(Task directions)
Copy out the lines of the listing from the one containing "Target: mowed grass path" onward, through the last, without altering any.

(Extracted records)
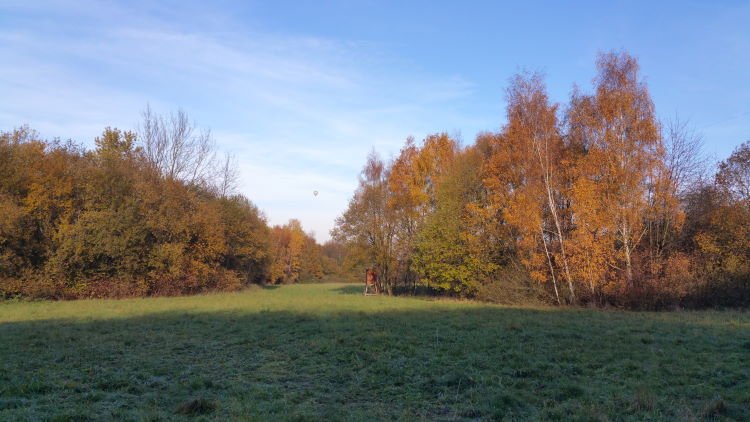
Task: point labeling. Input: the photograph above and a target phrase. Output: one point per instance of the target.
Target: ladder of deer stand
(371, 282)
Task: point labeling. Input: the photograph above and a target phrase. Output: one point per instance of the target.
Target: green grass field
(326, 352)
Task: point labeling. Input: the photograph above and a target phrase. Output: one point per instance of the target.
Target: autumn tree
(617, 135)
(453, 251)
(525, 175)
(368, 222)
(414, 181)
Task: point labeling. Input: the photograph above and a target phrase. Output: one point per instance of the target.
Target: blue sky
(301, 91)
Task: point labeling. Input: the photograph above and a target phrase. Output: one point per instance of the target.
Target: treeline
(152, 212)
(595, 202)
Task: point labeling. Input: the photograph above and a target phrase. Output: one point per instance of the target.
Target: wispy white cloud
(301, 113)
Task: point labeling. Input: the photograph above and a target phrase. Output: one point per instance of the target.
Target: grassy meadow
(311, 352)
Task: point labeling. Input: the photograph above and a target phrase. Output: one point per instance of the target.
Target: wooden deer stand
(371, 282)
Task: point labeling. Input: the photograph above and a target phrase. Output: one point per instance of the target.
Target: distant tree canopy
(153, 213)
(594, 202)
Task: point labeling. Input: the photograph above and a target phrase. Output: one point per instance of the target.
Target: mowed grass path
(326, 352)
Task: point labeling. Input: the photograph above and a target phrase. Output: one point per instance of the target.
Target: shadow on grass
(462, 363)
(352, 289)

(Answer section)
Target: mowed grass path
(326, 352)
Task: point labeling. Input: the photograph above and a target phrase. Output: one point per instance of the target.
Target: shadow on grass
(462, 363)
(352, 289)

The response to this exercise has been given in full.